## What to do
In this exercise, the entries below are to be transcribed exactly, line by line.

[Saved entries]
== == ==

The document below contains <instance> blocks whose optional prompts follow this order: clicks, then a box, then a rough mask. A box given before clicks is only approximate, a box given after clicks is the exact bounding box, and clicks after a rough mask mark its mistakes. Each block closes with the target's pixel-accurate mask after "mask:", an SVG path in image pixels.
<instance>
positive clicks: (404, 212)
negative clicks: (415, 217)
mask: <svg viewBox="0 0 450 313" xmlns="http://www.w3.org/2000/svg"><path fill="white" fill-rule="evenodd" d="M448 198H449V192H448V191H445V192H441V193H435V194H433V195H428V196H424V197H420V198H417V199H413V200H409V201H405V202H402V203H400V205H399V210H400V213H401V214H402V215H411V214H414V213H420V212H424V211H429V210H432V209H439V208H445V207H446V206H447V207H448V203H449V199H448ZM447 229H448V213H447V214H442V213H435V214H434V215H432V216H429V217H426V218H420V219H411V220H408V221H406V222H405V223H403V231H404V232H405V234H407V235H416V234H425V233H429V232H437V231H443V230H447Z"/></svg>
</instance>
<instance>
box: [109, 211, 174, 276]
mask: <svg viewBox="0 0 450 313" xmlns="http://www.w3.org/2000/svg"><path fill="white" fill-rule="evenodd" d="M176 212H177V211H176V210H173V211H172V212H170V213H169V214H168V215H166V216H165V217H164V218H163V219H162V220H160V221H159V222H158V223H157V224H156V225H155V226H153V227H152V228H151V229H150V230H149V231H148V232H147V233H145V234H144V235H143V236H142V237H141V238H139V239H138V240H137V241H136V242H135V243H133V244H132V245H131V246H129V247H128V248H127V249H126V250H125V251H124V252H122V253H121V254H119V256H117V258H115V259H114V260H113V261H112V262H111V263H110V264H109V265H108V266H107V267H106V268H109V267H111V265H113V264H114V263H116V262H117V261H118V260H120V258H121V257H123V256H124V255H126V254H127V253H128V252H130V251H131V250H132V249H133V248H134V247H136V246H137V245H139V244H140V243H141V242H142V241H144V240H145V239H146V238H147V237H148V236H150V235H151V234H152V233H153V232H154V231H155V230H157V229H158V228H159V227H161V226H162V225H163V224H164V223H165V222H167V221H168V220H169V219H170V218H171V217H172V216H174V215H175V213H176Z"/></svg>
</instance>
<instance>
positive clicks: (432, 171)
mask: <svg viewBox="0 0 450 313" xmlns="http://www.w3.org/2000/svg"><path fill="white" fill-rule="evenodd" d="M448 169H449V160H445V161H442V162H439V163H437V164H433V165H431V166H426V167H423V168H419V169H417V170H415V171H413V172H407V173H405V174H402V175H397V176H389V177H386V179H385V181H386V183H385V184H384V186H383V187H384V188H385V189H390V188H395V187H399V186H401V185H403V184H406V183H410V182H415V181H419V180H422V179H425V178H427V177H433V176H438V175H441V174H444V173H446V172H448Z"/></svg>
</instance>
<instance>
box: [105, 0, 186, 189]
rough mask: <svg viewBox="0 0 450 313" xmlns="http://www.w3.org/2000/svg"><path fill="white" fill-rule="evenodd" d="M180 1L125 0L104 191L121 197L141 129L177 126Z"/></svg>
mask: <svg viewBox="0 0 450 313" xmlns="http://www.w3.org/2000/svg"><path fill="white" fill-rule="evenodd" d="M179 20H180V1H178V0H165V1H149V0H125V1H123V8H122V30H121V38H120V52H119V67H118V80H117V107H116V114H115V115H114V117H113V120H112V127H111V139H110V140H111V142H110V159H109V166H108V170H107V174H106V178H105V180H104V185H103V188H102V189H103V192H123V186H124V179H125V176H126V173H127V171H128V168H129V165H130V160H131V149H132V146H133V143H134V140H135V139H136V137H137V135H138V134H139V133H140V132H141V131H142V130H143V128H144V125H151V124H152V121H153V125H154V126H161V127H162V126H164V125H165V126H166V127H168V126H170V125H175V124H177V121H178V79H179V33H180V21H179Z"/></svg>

== == ==

## Task output
The document below contains <instance> blocks whose optional prompts follow this order: clicks, then a box, then a rough mask. A box given before clicks is only approximate, a box given after clicks is the exact bounding box, and clicks after a rough mask mark its mistakes. Each block closes with the target's pixel-accurate mask after "mask:", an SVG path in image pixels.
<instance>
positive clicks: (404, 212)
negative clicks: (415, 217)
mask: <svg viewBox="0 0 450 313" xmlns="http://www.w3.org/2000/svg"><path fill="white" fill-rule="evenodd" d="M448 198H449V192H448V191H445V192H441V193H435V194H433V195H428V196H424V197H420V198H417V199H413V200H409V201H405V202H402V203H400V205H399V210H400V213H401V214H402V215H411V214H414V213H420V212H424V211H429V210H432V209H439V208H445V207H446V206H447V207H448V203H449V199H448ZM447 229H448V213H447V214H442V213H435V214H434V215H432V216H429V217H426V218H420V219H411V220H408V221H406V222H405V223H403V231H404V232H405V234H407V235H416V234H425V233H429V232H437V231H443V230H447Z"/></svg>
</instance>
<instance>
box: [109, 211, 174, 276]
mask: <svg viewBox="0 0 450 313" xmlns="http://www.w3.org/2000/svg"><path fill="white" fill-rule="evenodd" d="M176 212H177V211H176V210H173V211H172V212H170V213H169V214H168V215H166V216H165V217H164V218H163V219H162V220H160V221H159V222H158V223H157V224H156V225H155V226H153V227H152V228H151V229H150V230H149V231H148V232H147V233H145V234H144V235H143V236H142V237H141V238H139V239H138V240H137V241H136V242H135V243H133V244H132V245H131V246H129V247H128V248H127V249H126V250H125V251H124V252H122V253H121V254H119V256H117V258H115V259H114V260H113V261H112V262H111V263H110V264H109V265H108V266H107V267H106V268H109V267H111V265H113V264H114V263H116V262H117V261H118V260H120V258H121V257H123V256H124V255H126V254H127V253H128V252H130V251H131V250H132V249H133V248H134V247H136V246H137V245H139V244H140V243H141V242H142V241H144V240H145V239H146V238H147V237H148V236H150V235H151V234H152V233H153V232H154V231H155V230H157V229H158V228H159V227H161V226H162V225H163V224H164V223H165V222H167V221H168V220H169V219H170V218H171V217H172V216H174V215H175V213H176Z"/></svg>
</instance>
<instance>
positive clicks: (432, 171)
mask: <svg viewBox="0 0 450 313" xmlns="http://www.w3.org/2000/svg"><path fill="white" fill-rule="evenodd" d="M448 169H449V160H445V161H442V162H439V163H437V164H433V165H431V166H426V167H423V168H419V169H417V170H415V171H413V172H407V173H405V174H402V175H397V176H389V177H386V179H385V181H386V183H385V184H384V186H383V187H384V188H385V189H390V188H395V187H399V186H401V185H403V184H406V183H410V182H415V181H419V180H422V179H425V178H427V177H433V176H438V175H441V174H444V173H446V172H448Z"/></svg>
</instance>
<instance>
box: [105, 0, 186, 189]
rough mask: <svg viewBox="0 0 450 313" xmlns="http://www.w3.org/2000/svg"><path fill="white" fill-rule="evenodd" d="M180 1L125 0L104 191L121 197L141 129L177 126Z"/></svg>
mask: <svg viewBox="0 0 450 313" xmlns="http://www.w3.org/2000/svg"><path fill="white" fill-rule="evenodd" d="M179 20H180V1H178V0H165V1H149V0H125V1H123V8H122V30H121V38H120V52H119V67H118V80H117V107H116V114H115V115H114V117H113V120H112V127H111V139H110V140H111V142H110V159H109V166H108V170H107V174H106V178H105V180H104V185H103V188H102V189H103V192H123V186H124V179H125V176H126V173H127V171H128V168H129V165H130V160H131V149H132V146H133V143H134V140H135V139H136V137H137V135H138V134H139V133H140V132H141V131H142V130H143V128H144V125H151V124H152V121H153V125H154V126H161V127H162V126H164V125H165V126H166V127H168V126H170V125H175V124H177V121H178V79H179V33H180V21H179Z"/></svg>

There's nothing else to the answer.